This dissertation was written as part of the MSc in Sustainable Agriculture and Business at the International Hellenic University.
Over the past decades, the industrial model of agriculture by certain intensive farming practices, such as monoculture, has led to excessive use of pesticides and fertilizers, resulted in soil degradation. This literature-based study aims at creating a database regarding the most important soil botanical organic amendments commonly used in sustainable agriculture. Particular importance and preference has been given in bibliographic sources have been written from 2012 onward.
In this dissertation, beyond the extensive reference in the beneficial effects of soil botanical organic amendments in improving and maintaining soil fertility, plant productivity as well as crop yield and quality, green manures, cover crops, composts, plant residues and various plant by-products contain secondary metabolites which are identified and appear remarkable activity against soil-borne diseases mostly caused by fungi and nematodes. Furthermore, all the cases, reported in bibliography, were recorded with particular attention to the application rates of organic amendments, the target parasite, the effect of organic amendments upon parasites, and the active ingredients of organic amendments.
Organic amendments mainly derived from plant species of Brassicaceae and Asteraceae families, neem (Azadirachta indica), seaweeds and composts seem to appear the most effective results of nematicidal, fungicidal and herbicidal activity because of their active substances they contain such as glucosinolates in Brassicaceae species which can cause inhibition or even suppresion of parasites emergence.

- DATA SHOWN -
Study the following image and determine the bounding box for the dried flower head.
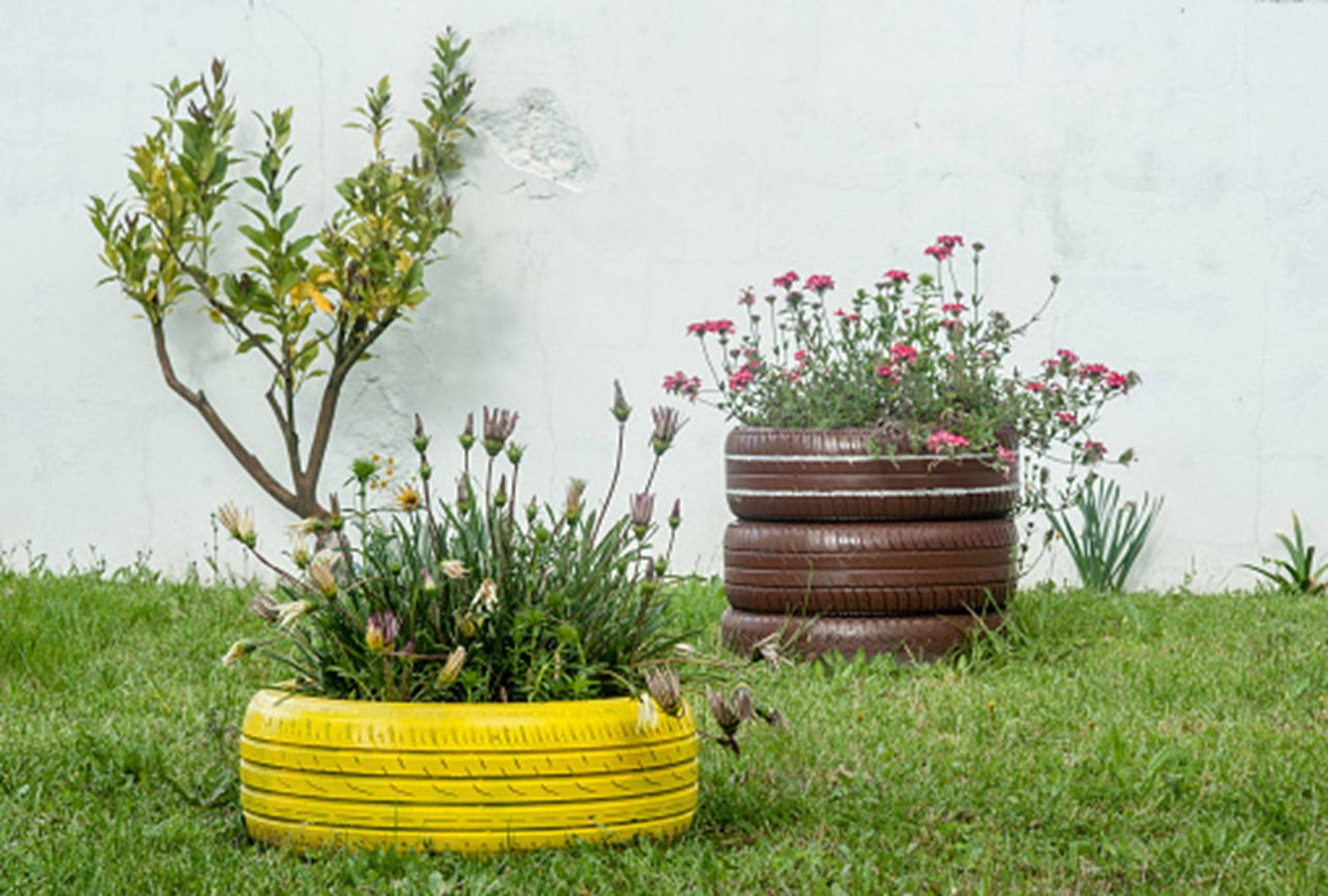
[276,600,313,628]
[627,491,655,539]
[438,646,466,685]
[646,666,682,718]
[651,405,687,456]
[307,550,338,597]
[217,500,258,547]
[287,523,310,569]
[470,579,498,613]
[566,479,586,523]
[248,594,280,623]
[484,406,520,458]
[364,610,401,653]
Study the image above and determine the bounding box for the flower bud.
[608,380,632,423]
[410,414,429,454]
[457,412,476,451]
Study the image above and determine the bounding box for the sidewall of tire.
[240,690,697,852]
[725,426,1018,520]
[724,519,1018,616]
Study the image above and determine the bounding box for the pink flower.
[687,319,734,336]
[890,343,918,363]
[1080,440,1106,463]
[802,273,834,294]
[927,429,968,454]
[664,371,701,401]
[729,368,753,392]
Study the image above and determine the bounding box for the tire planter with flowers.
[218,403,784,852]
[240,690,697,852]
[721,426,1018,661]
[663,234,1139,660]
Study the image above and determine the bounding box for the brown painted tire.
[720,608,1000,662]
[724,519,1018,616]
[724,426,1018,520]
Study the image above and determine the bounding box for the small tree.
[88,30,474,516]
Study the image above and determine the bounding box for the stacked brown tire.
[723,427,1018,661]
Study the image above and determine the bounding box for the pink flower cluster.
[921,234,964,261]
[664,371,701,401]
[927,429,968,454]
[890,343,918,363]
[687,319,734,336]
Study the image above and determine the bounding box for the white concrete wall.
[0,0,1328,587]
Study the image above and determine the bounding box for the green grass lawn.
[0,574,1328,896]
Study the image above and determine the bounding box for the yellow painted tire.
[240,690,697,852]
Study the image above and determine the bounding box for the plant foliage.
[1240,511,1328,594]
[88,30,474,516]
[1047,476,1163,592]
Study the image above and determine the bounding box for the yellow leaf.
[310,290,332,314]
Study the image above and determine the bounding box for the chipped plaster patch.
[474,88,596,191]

- BRIEF 1 -
Turn the paragraph of the dissertation summary that opens with "Organic amendments mainly derived" into a short bulleted list that keeps its main facts.
- BRIEF 2 -
According to the dissertation summary, sources from which year onward were given preference?

- TASK SOLUTION 1 -
- Sources: plant species of the Brassicaceae and Asteraceae families, neem (Azadirachta indica), seaweeds and composts
- These amendments seem to give the strongest nematicidal, fungicidal and herbicidal results.
- The reason is the active substances they contain, such as glucosinolates in Brassicaceae species.
- These substances can hold back or even suppress the emergence of parasites.

- TASK SOLUTION 2 -
Sources written from 2012 onward were given preference.